INSTRUCTIONS TO FOLLOW >>
Turn every line of the entries below into a Markdown table with the columns "Row" and "Line", one row per line, numbered in order. Skip blank lines, and leave the pictures out of the table.

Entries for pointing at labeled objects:
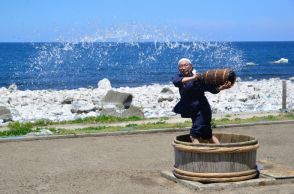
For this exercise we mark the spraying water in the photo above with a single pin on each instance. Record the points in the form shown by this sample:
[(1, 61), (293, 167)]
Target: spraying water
[(129, 55)]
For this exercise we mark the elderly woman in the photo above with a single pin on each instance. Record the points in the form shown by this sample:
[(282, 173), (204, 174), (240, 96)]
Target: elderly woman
[(193, 103)]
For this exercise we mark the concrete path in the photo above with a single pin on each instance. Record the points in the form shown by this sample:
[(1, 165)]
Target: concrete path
[(121, 164)]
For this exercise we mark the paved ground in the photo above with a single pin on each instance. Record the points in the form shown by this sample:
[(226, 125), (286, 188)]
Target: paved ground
[(120, 164)]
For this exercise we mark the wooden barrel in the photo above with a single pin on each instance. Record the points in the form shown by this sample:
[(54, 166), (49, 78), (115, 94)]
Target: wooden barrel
[(218, 77), (234, 159)]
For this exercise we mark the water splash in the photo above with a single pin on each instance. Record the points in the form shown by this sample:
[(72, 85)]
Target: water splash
[(128, 55)]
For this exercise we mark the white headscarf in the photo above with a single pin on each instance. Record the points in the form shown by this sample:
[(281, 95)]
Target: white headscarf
[(188, 61)]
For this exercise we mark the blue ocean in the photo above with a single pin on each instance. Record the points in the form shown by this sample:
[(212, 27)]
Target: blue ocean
[(67, 65)]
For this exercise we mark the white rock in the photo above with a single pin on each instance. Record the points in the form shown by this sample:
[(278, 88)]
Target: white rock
[(104, 84)]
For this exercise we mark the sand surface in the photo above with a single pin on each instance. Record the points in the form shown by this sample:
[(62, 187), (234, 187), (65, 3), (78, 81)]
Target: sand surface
[(121, 164)]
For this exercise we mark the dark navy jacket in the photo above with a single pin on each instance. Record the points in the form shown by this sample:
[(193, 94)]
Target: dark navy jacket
[(192, 96)]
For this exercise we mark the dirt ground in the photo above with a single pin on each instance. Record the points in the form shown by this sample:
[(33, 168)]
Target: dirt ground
[(121, 164)]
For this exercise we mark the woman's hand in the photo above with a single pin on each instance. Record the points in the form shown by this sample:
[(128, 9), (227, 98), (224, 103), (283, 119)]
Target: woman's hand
[(227, 85)]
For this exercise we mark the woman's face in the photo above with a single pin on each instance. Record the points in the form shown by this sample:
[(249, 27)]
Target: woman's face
[(185, 68)]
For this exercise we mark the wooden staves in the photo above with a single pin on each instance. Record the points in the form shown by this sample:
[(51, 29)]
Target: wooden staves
[(232, 160), (218, 77)]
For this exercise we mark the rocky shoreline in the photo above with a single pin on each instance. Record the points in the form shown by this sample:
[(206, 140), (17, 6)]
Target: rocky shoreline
[(148, 101)]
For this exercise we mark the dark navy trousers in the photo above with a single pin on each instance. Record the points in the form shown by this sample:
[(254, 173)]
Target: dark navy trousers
[(201, 123)]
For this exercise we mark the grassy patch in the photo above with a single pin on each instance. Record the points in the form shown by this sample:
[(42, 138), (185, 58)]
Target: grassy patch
[(88, 120), (18, 129)]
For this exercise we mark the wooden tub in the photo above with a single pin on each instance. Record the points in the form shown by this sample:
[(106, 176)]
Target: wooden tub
[(234, 159)]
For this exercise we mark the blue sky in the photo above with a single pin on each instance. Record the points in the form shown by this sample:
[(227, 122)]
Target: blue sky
[(222, 20)]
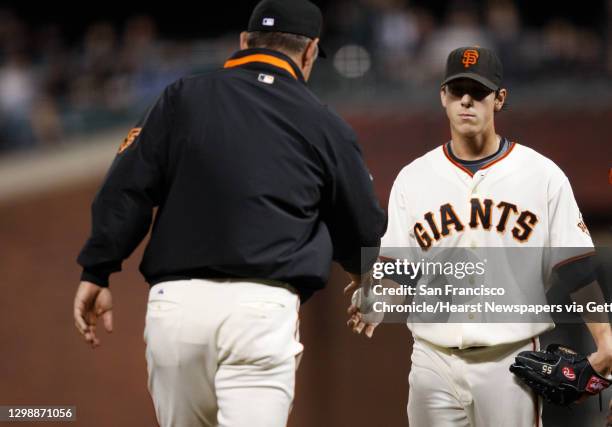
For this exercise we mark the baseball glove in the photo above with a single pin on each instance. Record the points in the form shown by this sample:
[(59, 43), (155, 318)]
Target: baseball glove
[(559, 374)]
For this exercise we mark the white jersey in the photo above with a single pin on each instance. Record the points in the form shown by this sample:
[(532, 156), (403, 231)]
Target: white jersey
[(521, 199)]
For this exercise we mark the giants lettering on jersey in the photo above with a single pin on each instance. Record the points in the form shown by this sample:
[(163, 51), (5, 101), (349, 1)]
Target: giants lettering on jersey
[(506, 217)]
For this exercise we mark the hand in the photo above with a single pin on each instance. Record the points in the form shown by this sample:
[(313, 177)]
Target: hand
[(355, 284), (357, 323), (356, 319), (90, 302), (601, 361)]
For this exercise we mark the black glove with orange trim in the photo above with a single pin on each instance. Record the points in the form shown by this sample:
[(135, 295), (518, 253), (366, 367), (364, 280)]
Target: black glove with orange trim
[(559, 374)]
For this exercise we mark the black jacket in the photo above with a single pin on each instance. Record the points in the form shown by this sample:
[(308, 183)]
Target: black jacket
[(253, 178)]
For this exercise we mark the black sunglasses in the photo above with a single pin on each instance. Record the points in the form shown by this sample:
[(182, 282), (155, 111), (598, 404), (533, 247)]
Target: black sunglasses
[(474, 89)]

TASK SOLUTION >>
| Row | Line |
|---|---|
| 1 | For this exercise we mark the spraying water in the photo above with a single pin on each instance. Record the points in the form shown by this sample: |
| 2 | [(1, 61), (293, 167)] |
| 3 | Target: spraying water |
| 4 | [(129, 55)] |
| 5 | For this exercise we mark the elderly woman in the photo above with a single pin on each instance. Record the points in the form shown by this sample: |
| 6 | [(282, 173), (204, 174), (240, 96)] |
| 7 | Target: elderly woman |
| 8 | [(193, 103)] |
| 9 | For this exercise we mark the concrete path in the photo above with a single pin on each instance. Record the points in the form shown by this sample: |
| 10 | [(1, 165)] |
| 11 | Target: concrete path |
| 12 | [(121, 164)] |
| 13 | For this exercise we mark the paved ground in the photo above with a single pin on each instance. Record the points in the form shown by this sample: |
| 14 | [(226, 125), (286, 188)] |
| 15 | Target: paved ground |
| 16 | [(120, 164)] |
| 17 | For this exercise we mark the wooden barrel in the photo above with a single pin on each instance. Record the points in the form shown by this sample: |
| 18 | [(54, 166), (49, 78), (115, 94)] |
| 19 | Target: wooden barrel |
| 20 | [(218, 77), (234, 159)] |
| 21 | For this exercise we mark the water splash in the photo above with a single pin on each instance. Record the points in the form shown by this sample: |
| 22 | [(72, 85)] |
| 23 | Target: water splash |
| 24 | [(128, 55)] |
| 25 | For this exercise we mark the white headscarf in the photo above with a single pin on each instance. Record the points in the form shown by this sample: |
| 26 | [(281, 95)] |
| 27 | Target: white headscarf |
| 28 | [(188, 61)] |
| 29 | For this exercise we mark the blue ocean in the photo above with a single pin on each instance. Record the points in the form shown by this sample: |
| 30 | [(212, 27)] |
| 31 | Target: blue ocean |
| 32 | [(67, 65)] |
| 33 | For this exercise we mark the white rock in the photo above with a single pin on each instance. Record the points in the form shown by this sample: |
| 34 | [(278, 88)] |
| 35 | Target: white rock |
| 36 | [(104, 84)] |
| 37 | For this exercise we mark the sand surface in the photo above with a single pin on each instance. Record the points in the form shown by this sample: |
| 38 | [(62, 187), (234, 187), (65, 3), (78, 81)] |
| 39 | Target: sand surface |
| 40 | [(121, 164)] |
| 41 | For this exercise we mark the dark navy jacket in the photo above with a single pin on each instance. Record the points in the form shown by this sample: |
| 42 | [(193, 94)] |
| 43 | Target: dark navy jacket |
| 44 | [(192, 96)] |
| 45 | For this exercise we mark the dirt ground in the photo above with a single pin on each instance. Record the points in the form shown by this sample: |
| 46 | [(33, 168)] |
| 47 | Target: dirt ground |
| 48 | [(121, 164)] |
| 49 | For this exercise we mark the woman's hand in the photo above with a single pin on each instance. Record the points in the form shown by this sample: |
| 50 | [(128, 9), (227, 98), (224, 103), (283, 119)] |
| 51 | Target: woman's hand |
| 52 | [(227, 85)] |
| 53 | For this exercise we mark the woman's face in the photo above with a single pin on each instance. Record the points in the form shown by this sample: |
| 54 | [(249, 27)] |
| 55 | Target: woman's face |
| 56 | [(185, 68)] |
| 57 | For this exercise we mark the wooden staves in the photo above with a single pin on each instance. Record the points in the form shown by this sample: |
| 58 | [(51, 29)] |
| 59 | Target: wooden staves |
| 60 | [(232, 160), (218, 77)] |
| 61 | For this exercise we mark the rocky shoreline in the photo above with a single pin on each instance. Record the points in the form shown by this sample: |
| 62 | [(206, 140), (17, 6)] |
| 63 | Target: rocky shoreline |
| 64 | [(148, 101)] |
| 65 | For this exercise we mark the dark navy trousers in the photo above with a single pin on each instance. Record the points in the form shown by this sample: |
| 66 | [(254, 173)] |
| 67 | Target: dark navy trousers |
| 68 | [(201, 123)] |
| 69 | For this exercise we mark the grassy patch in the photo above with a single pin on each instance. Record the points in the form shown by this sample: |
| 70 | [(42, 138), (185, 58)] |
| 71 | Target: grassy patch |
| 72 | [(88, 120), (18, 129)] |
| 73 | For this exercise we mark the wooden tub in the photo above with a single pin on each instance. Record the points in the form shown by this sample: |
| 74 | [(106, 176)] |
| 75 | Target: wooden tub |
| 76 | [(234, 159)] |
| 77 | For this exercise we mark the blue sky in the photo above with a single pin on each instance. Record the points in the form shown by this sample: |
| 78 | [(227, 122)] |
| 79 | Target: blue sky |
| 80 | [(222, 20)] |
| 81 | For this exercise we mark the baseball glove in the photo above with a single pin on each instance. Record the points in the form shown by this sample: |
| 82 | [(59, 43), (155, 318)] |
| 83 | Target: baseball glove |
| 84 | [(559, 374)] |
| 85 | For this exercise we mark the white jersey in the photo above with a single pin on each instance. Record the points in the form shown by this sample: |
| 86 | [(532, 156), (403, 231)] |
| 87 | Target: white jersey |
| 88 | [(521, 199)] |
| 89 | For this exercise we mark the giants lettering on jersey in the photo above with a single pin on each instance. Record the points in the form shown by this sample: |
| 90 | [(163, 51), (5, 101), (349, 1)] |
| 91 | Target: giants lettering on jersey |
| 92 | [(506, 217)] |
| 93 | For this exercise we mark the hand in the photo above with a single pin on each instance. Record the points in the form shown by this sample: |
| 94 | [(313, 177)] |
| 95 | Target: hand |
| 96 | [(355, 284), (357, 323), (356, 319), (90, 302), (601, 361)] |
| 97 | For this exercise we mark the black glove with orange trim in the photo above with a single pin on each instance. Record the points in the form shown by this sample: |
| 98 | [(135, 295), (518, 253), (366, 367), (364, 280)] |
| 99 | Target: black glove with orange trim |
| 100 | [(559, 374)] |
| 101 | For this exercise we mark the black jacket in the photo above with a single pin on each instance. Record the points in the form shown by this sample: |
| 102 | [(308, 183)] |
| 103 | Target: black jacket |
| 104 | [(253, 178)] |
| 105 | For this exercise we mark the black sunglasses in the photo above with a single pin on each instance. Record the points in the form shown by this sample: |
| 106 | [(182, 282), (155, 111), (598, 404), (533, 247)] |
| 107 | Target: black sunglasses |
| 108 | [(474, 89)] |